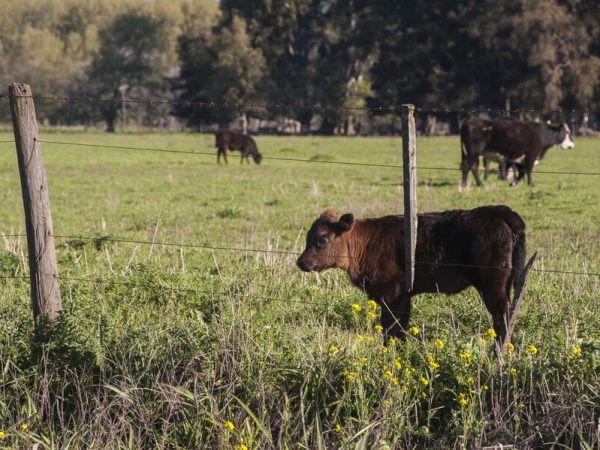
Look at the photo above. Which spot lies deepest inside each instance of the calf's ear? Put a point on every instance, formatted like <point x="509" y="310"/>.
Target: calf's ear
<point x="329" y="215"/>
<point x="346" y="222"/>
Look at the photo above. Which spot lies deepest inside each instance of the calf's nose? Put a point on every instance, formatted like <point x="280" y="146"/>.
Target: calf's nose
<point x="302" y="265"/>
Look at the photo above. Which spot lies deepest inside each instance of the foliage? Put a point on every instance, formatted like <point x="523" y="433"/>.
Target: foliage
<point x="182" y="347"/>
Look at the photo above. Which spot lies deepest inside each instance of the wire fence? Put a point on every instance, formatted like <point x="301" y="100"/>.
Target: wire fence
<point x="285" y="159"/>
<point x="424" y="109"/>
<point x="106" y="239"/>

━━━━━━━━━━━━━━━━━━━━━━━━━━━━━━

> [WRITTEN INSTRUCTION] Return all the items above word for word, but omit the picture.

> [SOLVED EXERCISE]
Look at the photo above. Which spot lies deepest inside each instance of the calf's ear? Put a point on every instance, formatted like <point x="509" y="310"/>.
Target: calf's ear
<point x="329" y="215"/>
<point x="346" y="222"/>
Look at the photo above. Which spot lies deepest inside each instance of the calf's nose? Put a point on every instance, formatted like <point x="280" y="146"/>.
Target: calf's nose
<point x="302" y="265"/>
Look at the photo above. Which spot lies deepest inside each instance of the foliage? Put a point on every instance, formatted like <point x="523" y="433"/>.
Target: foliage
<point x="182" y="347"/>
Look at the photo above. Which spot lies deepest inside each instance of the wire fence? Put a point on every instance, formatted like <point x="301" y="100"/>.
Target: wire fence
<point x="285" y="159"/>
<point x="424" y="109"/>
<point x="106" y="239"/>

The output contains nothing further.